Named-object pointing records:

──────────

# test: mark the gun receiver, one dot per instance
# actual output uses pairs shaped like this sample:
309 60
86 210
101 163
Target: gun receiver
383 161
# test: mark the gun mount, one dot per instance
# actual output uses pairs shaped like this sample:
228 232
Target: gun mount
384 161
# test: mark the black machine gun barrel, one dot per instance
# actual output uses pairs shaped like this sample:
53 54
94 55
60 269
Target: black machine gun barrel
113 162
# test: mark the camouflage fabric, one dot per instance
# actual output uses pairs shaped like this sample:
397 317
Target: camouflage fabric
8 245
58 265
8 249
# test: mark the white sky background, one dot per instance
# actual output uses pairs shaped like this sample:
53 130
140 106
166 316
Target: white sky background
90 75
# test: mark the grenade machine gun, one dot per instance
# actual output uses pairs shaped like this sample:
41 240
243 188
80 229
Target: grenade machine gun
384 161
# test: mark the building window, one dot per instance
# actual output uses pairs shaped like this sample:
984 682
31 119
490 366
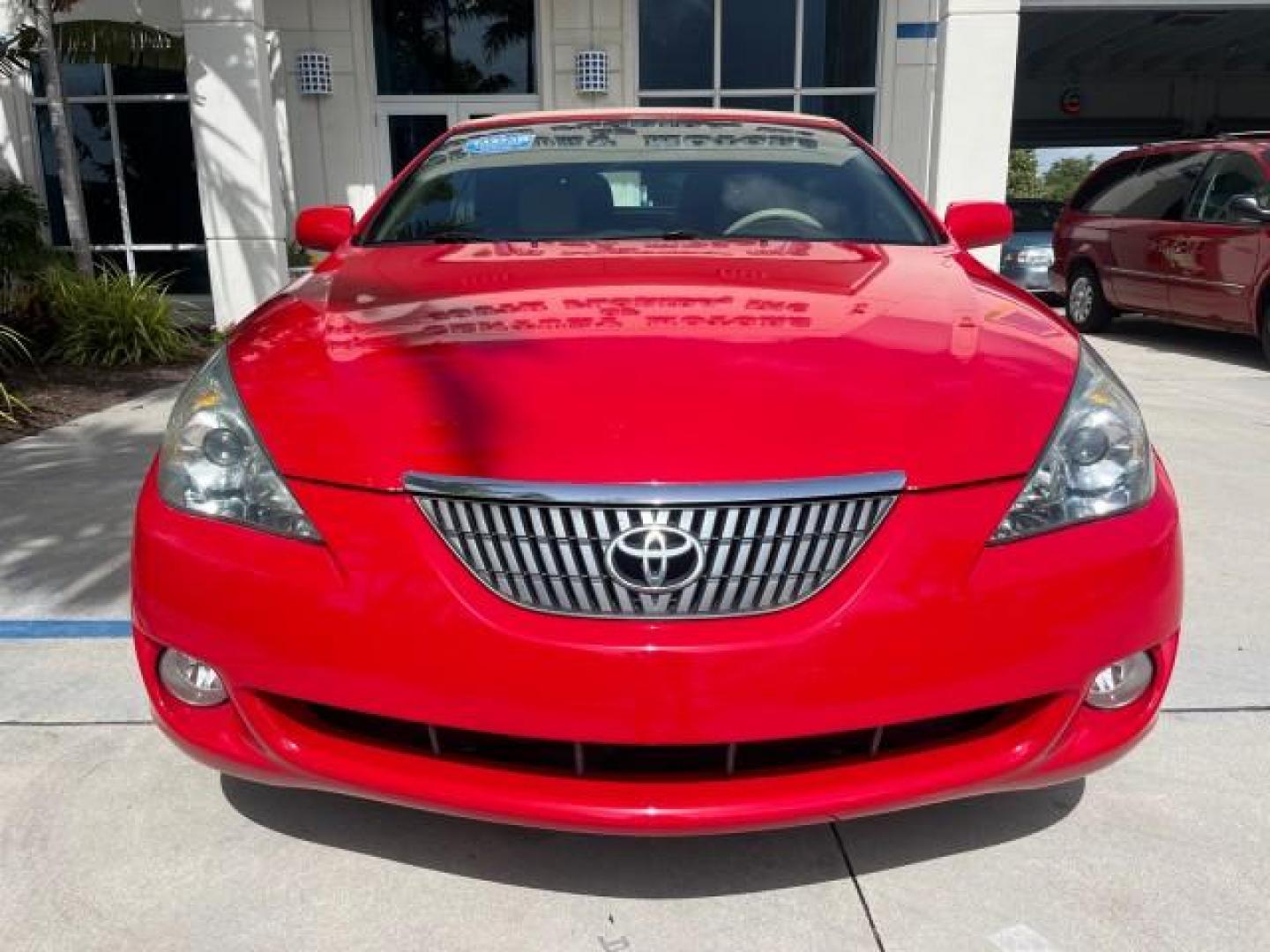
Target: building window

──────────

> [Task brief] Omit the pictures. Output every record above word for word.

> [Solution to this task]
# test: mark the gun receiver, one dot per instance
# actual output uses pairs shaped like this sample:
309 60
86 210
101 163
Target: gun receiver
383 161
# test: mark the gun mount, one dot per instance
# actual output uses pairs shaped like this sample:
228 232
Target: gun mount
384 161
# test: mark the black machine gun barrel, one dot per instance
# actual output uses pairs shaped like this sample:
53 54
94 55
60 269
Target: black machine gun barrel
113 162
# test: mark the camouflage fabric, one dot per instance
# actual output uses pairs shaped like this sample:
397 317
Target: camouflage fabric
8 245
58 265
8 249
# test: mark the white sky background, one dot per instance
# actual output uses pairs shaped like this sample:
53 130
140 106
166 316
Target: white sky background
90 75
# test: mark the grenade machine gun, one dot per instance
# actual output uses pairs shaped like this sample:
41 240
243 188
80 229
Target: grenade machine gun
384 161
# test: mark the building window, one dot per instance
# actual output uses pairs shaped like this sample:
984 682
31 119
490 366
Target: building window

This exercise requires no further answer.